Material provided: Begin

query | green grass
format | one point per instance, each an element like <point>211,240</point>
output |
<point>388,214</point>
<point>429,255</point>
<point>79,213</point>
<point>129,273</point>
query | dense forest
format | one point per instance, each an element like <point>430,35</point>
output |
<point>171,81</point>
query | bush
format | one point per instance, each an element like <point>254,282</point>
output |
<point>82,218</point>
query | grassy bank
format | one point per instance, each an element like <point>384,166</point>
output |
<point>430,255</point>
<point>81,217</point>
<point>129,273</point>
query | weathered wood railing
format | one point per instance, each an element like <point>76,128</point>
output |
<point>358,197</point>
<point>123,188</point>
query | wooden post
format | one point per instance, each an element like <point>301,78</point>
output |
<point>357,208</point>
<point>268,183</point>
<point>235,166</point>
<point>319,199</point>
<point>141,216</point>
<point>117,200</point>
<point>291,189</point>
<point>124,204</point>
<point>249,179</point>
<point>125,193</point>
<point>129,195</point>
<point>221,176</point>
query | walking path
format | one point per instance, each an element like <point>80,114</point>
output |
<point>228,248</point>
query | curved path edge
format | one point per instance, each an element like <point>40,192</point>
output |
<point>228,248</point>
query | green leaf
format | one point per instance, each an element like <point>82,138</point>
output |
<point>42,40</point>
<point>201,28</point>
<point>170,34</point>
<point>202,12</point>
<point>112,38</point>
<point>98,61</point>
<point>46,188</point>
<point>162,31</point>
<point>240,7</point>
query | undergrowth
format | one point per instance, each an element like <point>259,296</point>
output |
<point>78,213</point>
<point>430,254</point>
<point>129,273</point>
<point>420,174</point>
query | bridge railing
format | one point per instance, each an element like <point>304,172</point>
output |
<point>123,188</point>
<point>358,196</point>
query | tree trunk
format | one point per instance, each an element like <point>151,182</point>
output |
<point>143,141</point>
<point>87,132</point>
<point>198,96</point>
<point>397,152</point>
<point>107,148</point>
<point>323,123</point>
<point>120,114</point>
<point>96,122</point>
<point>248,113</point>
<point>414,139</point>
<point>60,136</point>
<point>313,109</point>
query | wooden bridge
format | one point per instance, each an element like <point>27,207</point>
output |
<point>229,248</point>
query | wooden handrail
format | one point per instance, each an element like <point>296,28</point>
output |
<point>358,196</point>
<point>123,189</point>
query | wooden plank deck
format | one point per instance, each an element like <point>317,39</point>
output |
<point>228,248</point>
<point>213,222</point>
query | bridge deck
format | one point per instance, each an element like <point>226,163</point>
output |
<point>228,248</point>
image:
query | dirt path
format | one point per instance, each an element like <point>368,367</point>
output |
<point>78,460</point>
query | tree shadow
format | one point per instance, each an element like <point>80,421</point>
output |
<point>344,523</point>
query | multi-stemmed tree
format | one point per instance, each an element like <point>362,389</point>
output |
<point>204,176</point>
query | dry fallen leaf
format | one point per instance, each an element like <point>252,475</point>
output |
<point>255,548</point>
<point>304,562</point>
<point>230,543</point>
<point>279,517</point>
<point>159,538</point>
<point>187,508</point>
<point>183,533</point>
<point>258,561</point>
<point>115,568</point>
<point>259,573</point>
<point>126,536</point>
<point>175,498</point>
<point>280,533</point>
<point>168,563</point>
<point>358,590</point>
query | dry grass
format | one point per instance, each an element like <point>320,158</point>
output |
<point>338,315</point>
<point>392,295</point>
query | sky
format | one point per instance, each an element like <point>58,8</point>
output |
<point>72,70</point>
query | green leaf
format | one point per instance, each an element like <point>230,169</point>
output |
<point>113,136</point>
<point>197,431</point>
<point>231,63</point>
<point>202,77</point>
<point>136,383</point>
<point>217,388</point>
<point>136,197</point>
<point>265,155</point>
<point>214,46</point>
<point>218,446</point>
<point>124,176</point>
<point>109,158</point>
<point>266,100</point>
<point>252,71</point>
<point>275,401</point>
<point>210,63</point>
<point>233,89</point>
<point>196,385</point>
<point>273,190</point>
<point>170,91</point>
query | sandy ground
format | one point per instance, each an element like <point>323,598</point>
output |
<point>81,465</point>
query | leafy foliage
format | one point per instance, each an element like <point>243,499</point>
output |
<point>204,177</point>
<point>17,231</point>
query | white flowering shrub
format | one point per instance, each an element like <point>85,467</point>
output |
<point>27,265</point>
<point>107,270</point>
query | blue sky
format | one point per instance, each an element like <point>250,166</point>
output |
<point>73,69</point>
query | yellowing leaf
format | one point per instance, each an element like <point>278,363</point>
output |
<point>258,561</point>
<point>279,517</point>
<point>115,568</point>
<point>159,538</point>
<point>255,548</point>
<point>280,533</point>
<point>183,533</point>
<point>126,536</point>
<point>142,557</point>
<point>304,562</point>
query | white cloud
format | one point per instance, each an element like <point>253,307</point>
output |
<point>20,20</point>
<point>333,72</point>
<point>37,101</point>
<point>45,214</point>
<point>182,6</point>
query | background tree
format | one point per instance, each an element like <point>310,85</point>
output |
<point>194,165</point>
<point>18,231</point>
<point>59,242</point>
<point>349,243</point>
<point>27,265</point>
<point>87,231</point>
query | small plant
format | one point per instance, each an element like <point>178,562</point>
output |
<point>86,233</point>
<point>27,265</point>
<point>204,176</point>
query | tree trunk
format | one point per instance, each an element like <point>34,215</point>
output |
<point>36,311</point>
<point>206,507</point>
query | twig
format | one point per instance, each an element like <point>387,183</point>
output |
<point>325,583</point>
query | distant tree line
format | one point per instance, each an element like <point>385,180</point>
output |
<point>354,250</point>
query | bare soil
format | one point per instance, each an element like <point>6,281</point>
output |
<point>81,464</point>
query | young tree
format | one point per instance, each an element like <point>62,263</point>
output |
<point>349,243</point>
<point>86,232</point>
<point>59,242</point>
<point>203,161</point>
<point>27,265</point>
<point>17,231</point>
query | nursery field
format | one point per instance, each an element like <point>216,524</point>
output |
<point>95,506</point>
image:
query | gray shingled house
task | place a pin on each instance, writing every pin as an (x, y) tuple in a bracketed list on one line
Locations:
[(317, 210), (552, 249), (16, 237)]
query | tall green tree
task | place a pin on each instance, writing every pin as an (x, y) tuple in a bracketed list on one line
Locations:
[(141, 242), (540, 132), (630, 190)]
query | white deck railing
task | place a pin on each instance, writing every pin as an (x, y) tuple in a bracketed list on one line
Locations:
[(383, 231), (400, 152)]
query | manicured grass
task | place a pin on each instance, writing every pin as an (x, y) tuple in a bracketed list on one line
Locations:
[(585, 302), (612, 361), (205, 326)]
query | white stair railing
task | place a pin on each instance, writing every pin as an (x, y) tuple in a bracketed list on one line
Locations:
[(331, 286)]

Material provided: End

▶ Goal of the exercise:
In the listing above, the lines from the one containing "query | walking path" through the one containing "query | undergrowth" must be set down exactly, with no other lines.

▶ Result of this exercise:
query | walking path
format | one point per instance, each an element like <point>80,114</point>
output |
<point>228,248</point>
query | curved path edge
format | one point per instance, each an element like <point>40,192</point>
output |
<point>228,248</point>
query | green leaf
format | one point per instance, each an element like <point>82,138</point>
output |
<point>42,40</point>
<point>201,28</point>
<point>170,34</point>
<point>202,12</point>
<point>112,38</point>
<point>98,61</point>
<point>46,188</point>
<point>162,31</point>
<point>240,7</point>
query | undergrowth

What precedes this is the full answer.